1. M M on June 12, 2023 at 12:42 pm

    “This is what people tell me I should be doing, after 50 years of using this bench plane.”

  2. mike325ut on June 12, 2023 at 12:43 pm

    PC plane crowd?

  3. Kathleen Zimmerman on June 12, 2023 at 12:47 pm

    hah! I do not believe my life would be improved by meeting the fool who would attempt to correct the Master of Woodworking.

  4. Adrian Hillary on June 12, 2023 at 12:48 pm

    Thanks Paul for taking the time to explain the points of view.
    I remember even here in NZ been taught to lay your plane on its side.
    But after watching you and others and reading through the comments it appears to be a ‘preference’?
    I must admit your way seems to make the most sense to me, especially when trying to work efficiently.
    Thanks, again.

  5. Scott Tovey on June 12, 2023 at 12:50 pm

    A more sensible solution would have been to teach kids to make a wooden caddy that you put the plane in set upright when it is at rest and not in use or resting between wood faces.

    Because the plane is in it’s caddy when it is not in use, you are not likely to put screws or other metal objects into it.

  6. James McKernan on June 12, 2023 at 12:52 pm

    Thanks to you Paul
    I really enjoy your attitude and smooth way of working through knotty issues.
    You are not confrontational, efficient in speech, polite and forthright.
    I am enjoying more than just woodworking from your videos.

  7. pinkiewerewolf on June 12, 2023 at 12:53 pm

    I always "stand" my plane up because it has handles on it for that. I don’t think they were designed to be used like a shooting board plane all the time. 
    Good stuff Paul, there has been and especially these days, a lot of "programing" going on in the world.

  8. Eoin Moore on June 12, 2023 at 12:53 pm

    In my school anyway we are still thought how to use bench planes and like you said we’re still made to lay it on its side when not in use

  9. Mergrew 01 on June 12, 2023 at 12:53 pm

    As in all things, the right way – is the one that works, for you. However, when learning it is best to follow what you are taught. When you have mastered the discipline, then find your preferred way.

  10. Sean C on June 12, 2023 at 12:54 pm

    Thank you Paul. The VERY first time I laid a plane down on its side. I messed up the alignment. The plane itself taught me this lesson. XD

  11. Pat on June 12, 2023 at 12:54 pm

    Having been taught to lay my plane on its side, I was ‘bawled out’ for laying my Lee Enfield on its bolt (just after a ‘winning’ score that renewed my marksman badge.

  12. Fred Turner on June 12, 2023 at 12:54 pm

    I have been teaching basic woodworking at a men in sheds project. since I saw you mention it in a previous video now that is the way I teach. I have not had any planes damaged or cut fingers it’s just trying to get them to keep their benches tidy. all to old to clip around the ear great video by the way

  13. John Barnes on June 12, 2023 at 12:54 pm

    I put my plane down as Paul but on a piece of old carpet underlay

  14. JACOB TAYLOR on June 12, 2023 at 12:54 pm

    so this cauliflower ear i’ve got wasn’t necessary. LOL

  15. William Lattanzio on June 12, 2023 at 12:57 pm

    I never had shop in school, but it never occurred to me to have my plane sitting any other way on the bench but upright. That would seem to be the safest way to keep it.

Record excerpts:
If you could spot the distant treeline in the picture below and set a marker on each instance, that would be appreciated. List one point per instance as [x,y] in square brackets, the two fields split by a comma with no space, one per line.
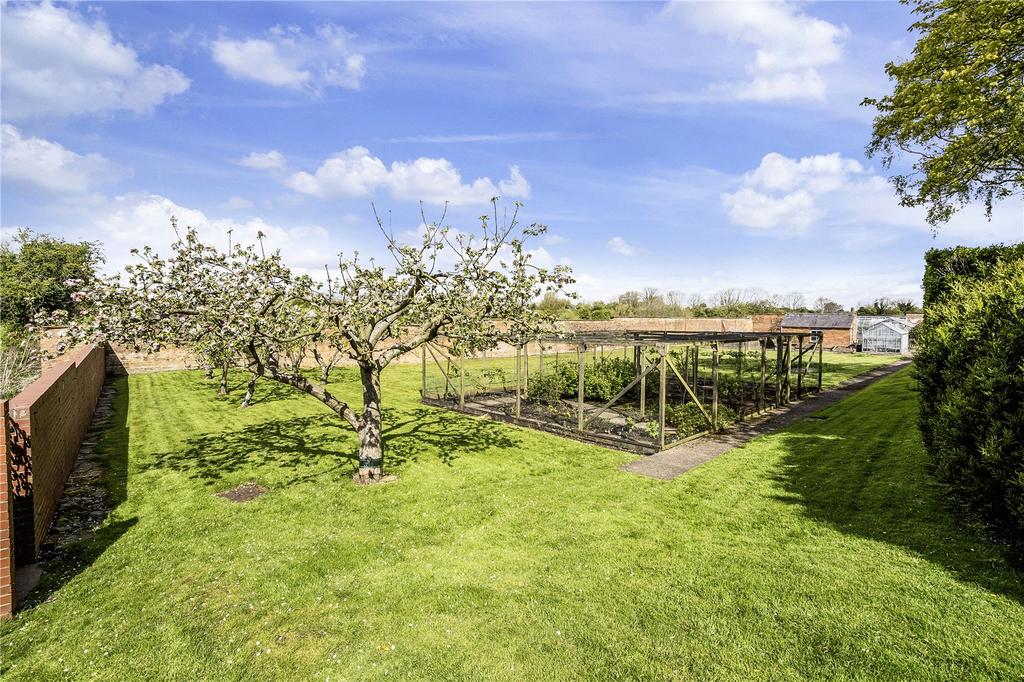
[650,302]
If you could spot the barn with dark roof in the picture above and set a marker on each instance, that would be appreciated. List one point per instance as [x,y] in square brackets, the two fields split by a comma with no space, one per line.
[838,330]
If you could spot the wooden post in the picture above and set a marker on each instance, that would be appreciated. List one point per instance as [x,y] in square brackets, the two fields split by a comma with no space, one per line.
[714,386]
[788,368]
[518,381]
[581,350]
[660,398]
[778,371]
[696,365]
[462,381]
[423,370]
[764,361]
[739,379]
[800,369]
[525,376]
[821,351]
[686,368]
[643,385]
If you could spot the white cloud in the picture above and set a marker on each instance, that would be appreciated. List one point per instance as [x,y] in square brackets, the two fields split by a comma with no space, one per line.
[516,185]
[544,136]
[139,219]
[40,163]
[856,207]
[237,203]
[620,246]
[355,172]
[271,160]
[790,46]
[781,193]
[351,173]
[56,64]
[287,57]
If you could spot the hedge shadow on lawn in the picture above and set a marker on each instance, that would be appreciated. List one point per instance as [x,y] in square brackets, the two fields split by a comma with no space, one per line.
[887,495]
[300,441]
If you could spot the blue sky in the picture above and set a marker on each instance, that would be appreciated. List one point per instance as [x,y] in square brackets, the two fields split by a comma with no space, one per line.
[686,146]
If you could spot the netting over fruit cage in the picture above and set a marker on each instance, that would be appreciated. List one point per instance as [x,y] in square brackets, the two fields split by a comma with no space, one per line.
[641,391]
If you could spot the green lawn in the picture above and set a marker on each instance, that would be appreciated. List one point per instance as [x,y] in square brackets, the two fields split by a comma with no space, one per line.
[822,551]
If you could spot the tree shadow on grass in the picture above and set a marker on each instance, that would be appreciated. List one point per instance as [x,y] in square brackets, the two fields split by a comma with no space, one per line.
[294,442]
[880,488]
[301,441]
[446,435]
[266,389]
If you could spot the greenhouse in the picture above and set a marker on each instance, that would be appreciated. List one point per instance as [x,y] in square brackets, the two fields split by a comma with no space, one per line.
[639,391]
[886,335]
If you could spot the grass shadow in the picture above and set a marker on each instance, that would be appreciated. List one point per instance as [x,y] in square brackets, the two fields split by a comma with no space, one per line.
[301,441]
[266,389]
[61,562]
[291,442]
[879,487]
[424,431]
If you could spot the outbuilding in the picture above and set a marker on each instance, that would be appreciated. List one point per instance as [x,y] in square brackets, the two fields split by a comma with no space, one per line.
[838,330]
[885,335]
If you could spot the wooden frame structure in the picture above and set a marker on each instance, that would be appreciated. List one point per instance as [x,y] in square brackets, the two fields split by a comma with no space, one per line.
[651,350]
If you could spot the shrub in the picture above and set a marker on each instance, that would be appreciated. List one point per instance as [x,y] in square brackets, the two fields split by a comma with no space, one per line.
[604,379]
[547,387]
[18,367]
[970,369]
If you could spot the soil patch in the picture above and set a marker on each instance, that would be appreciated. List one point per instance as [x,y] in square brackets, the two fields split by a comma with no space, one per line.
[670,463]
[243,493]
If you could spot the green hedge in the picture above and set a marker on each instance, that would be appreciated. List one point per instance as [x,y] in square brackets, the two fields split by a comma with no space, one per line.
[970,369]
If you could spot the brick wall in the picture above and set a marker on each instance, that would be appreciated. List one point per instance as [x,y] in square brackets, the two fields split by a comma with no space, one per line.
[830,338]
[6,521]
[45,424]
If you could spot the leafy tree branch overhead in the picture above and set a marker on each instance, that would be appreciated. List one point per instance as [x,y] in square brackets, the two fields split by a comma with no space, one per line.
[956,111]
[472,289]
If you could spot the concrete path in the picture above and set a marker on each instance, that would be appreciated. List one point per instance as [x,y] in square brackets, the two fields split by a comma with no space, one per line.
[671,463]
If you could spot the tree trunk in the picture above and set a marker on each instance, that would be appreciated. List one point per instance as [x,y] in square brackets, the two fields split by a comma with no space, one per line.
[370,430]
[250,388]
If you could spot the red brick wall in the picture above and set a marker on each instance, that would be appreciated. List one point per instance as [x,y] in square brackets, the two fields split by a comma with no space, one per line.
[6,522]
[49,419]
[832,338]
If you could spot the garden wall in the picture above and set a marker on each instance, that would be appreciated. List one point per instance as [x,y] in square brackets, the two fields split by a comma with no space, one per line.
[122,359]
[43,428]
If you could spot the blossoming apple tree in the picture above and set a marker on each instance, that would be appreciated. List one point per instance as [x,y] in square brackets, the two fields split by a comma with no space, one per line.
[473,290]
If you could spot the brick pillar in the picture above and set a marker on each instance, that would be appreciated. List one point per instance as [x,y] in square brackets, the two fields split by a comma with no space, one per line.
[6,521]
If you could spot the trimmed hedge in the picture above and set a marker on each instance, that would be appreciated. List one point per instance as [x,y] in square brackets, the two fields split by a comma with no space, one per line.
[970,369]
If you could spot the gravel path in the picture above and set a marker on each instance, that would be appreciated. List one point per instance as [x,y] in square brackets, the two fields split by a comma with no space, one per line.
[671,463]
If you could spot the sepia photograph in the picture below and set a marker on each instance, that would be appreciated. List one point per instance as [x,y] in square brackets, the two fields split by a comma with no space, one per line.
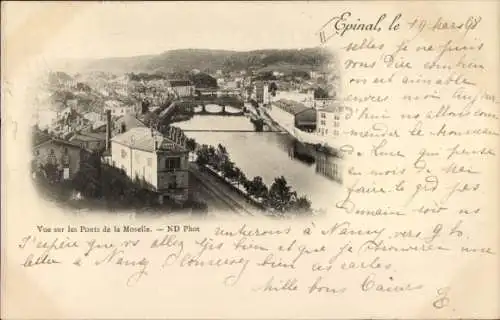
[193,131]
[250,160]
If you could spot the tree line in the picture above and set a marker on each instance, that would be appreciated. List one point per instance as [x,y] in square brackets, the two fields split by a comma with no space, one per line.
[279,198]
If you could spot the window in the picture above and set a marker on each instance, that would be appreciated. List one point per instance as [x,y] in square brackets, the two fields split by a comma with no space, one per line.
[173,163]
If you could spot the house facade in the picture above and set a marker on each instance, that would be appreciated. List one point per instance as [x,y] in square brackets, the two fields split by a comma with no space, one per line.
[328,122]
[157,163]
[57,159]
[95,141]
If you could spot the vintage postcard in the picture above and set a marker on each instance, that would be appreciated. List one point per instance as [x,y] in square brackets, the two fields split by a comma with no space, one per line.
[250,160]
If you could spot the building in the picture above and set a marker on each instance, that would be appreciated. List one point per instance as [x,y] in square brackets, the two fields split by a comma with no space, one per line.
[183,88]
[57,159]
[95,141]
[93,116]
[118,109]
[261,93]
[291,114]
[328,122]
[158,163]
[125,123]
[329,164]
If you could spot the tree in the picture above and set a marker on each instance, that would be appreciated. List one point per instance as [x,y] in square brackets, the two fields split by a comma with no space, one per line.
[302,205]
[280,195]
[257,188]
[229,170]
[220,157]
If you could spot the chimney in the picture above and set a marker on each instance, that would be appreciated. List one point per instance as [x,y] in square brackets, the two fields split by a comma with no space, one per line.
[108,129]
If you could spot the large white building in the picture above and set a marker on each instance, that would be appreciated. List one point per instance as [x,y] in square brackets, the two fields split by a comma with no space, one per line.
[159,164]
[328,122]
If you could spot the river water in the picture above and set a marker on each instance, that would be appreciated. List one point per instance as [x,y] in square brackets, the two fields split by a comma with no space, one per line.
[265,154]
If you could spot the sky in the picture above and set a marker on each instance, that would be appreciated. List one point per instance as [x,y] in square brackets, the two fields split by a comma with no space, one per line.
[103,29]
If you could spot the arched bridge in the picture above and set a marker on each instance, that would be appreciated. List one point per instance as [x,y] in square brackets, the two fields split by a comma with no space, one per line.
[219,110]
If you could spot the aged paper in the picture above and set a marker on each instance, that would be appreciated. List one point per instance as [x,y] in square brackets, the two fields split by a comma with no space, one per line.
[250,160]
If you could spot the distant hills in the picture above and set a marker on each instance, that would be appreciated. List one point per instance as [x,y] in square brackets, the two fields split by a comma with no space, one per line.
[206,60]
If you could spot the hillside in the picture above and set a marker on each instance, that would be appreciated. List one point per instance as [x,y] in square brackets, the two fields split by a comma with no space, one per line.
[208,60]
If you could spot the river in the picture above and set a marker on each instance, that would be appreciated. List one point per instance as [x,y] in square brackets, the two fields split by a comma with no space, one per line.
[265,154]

Short task 1: Check each statement against the comments on setting down a bench plane and answer yes or no, quoting the words that decide it. (a) One commenter rests the plane on a piece of old carpet underlay. (b) One commenter says students at their school are now taught to stand the plane upright. (c) William Lattanzio took shop in school.
Short task 2: Carry the comment thread about setting down a bench plane further, adding new comments after the last one shown.

Answer 1:
(a) Yes: "I put my plane down as Paul but on a piece of old carpet underlay"
(b) No: "we’re still made to lay it on its side when not in use"
(c) No: "I never had shop in school"

Answer 2:
  16. Jim Bo on June 12, 2023 at 12:57 pm

    After sharpening the blade to 50,000 grit I find it best to have something soft under the plane. So I keep a few shavings handy, or a scrap of wood for under the front of the sole.

  17. Günter Schöne on June 12, 2023 at 12:59 pm

    Nice video.
    I always place my planer with a tip on a bar, so the planer does not touch the workbench.

  18. Simon Steers on June 12, 2023 at 1:00 pm

    This advice doesn’t translate well to site work, for the extra nano second it takes to flip the plane 90 degrees, putting your plane down on its side is not a bad habit to get into if you’re likely to plane at your bench or on something in-situ on site.
    You may at some point need to put the plane down on a harder surface than the plane iron or sole, this clearly increases the risk of damage to the plane’s components, or alternatively you need to place the plane down on something softer e.g. a nice sanded / polished table top or floor or window board etc, is it a good idea to put the plane down set blade first?
    But as the man said, its up to you.

  19. Jean-Luc Coulon on June 12, 2023 at 1:01 pm

    I was told the ones who begun to put the plane on the sides was guys who was working outside the workshop. When adjsuting a door, for instance, in a crowded job site, the only place to put the plane on is often the concrete ground…
    But the guy who told that to me (passed away a long time ago) was never putting his planes on the side…

  20. Ramon Notz on June 12, 2023 at 1:02 pm

    Finally someone understands me!

  21. WiRe LaD on June 12, 2023 at 1:03 pm

    Paul, great little blog – I also got many a clip round the ear from the teacher back in the mid 70s. If anything it made me to grow up respect my tools. I now try and teach my grandchildren similar techniques but no right or wrong… just look after it. thanks Paul. (RIP Mr Massey)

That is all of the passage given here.